> PASSAGE
● ● ● ● ●

MCEECDYA INDIGENOUS EDUCATION ACTION PLAN



MCEECDYA Indigenous Education Action Plan

Draft 2010 – 2014 For Public Comment

Response: University of South Australia

Professor Marie Brennan; Dr Victoria Whitington; Dr Tom Stehlik; Dr Margaret Scrimgeour;

Mr Bruce Underwood

Introduction

Introductory Note:

We appreciate the opportunity to make comment on the MCEECDYA draft Indigenous Education Action Plan 2010-1014. However, we wish to register our concern about the short time frame provided for public comment on a document positioned to have a significant impact on the education of Indigenous students in Australia into the future. Many university academics are on annual leave in January, and February is taken up with preparing for the new semester. Our response to the document is therefore constrained by what we consider a lack of time to provide more detail. Another concern is that the short response time frame has made it very difficult for us to adequately consult with our Indigenous colleagues over this draft document. The following commentary, therefore, represents only the views of the authors.

Overview of the Indigenous Action Plan:

The priority domains provide a sound foundation for the Plan. The nomination of ‘focus schools’ as sites for specific action is a worrying initiative. Aboriginal Education plans and policies over the past thirty years have identified the need for structural reform to address the well recorded pattern of educational disadvantage of Aboriginal and Torres Strait Islander students. These policies contained worthwhile initiatives that were never properly funded or supported over the long term. To nominate ‘focus schools’ for special attention suggests that non-focus schools with significant Indigenous populations will not be properly supported in the short term. We would argue that systemic reform of Indigenous education provision is required at this critical stage and that long term (longer than three years) Federal and State government commitment to properly resourcing Indigenous education across all sectors is vital. In short, we think that the ‘focus school’ approach is piecemeal and unlikely to result in the radical reform necessary to achieve the nominated COAG targets.

● ● ● ● ●

> INFORMATION PROVIDED
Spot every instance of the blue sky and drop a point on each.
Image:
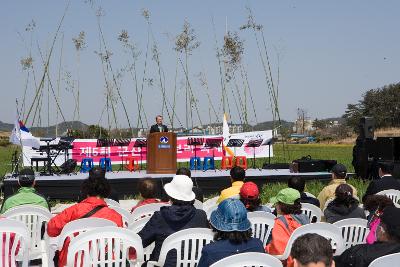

● ● ● ● ●

Please restate the stretch of the Indigenous education response from "We appreciate the" through "of the authors.", substituting "limited" for "constrained".

> EXERCISE ANSWER
We appreciate the opportunity to make comment on the MCEECDYA draft Indigenous Education Action Plan 2010-1014. However, we wish to register our concern about the short time frame provided for public comment on a document positioned to have a significant impact on the education of Indigenous students in Australia into the future. Many university academics are on annual leave in January, and February is taken up with preparing for the new semester. Our response to the document is therefore limited by what we consider a lack of time to provide more detail. Another concern is that the short response time frame has made it very difficult for us to adequately consult with our Indigenous colleagues over this draft document. The following commentary, therefore, represents only the views of the authors.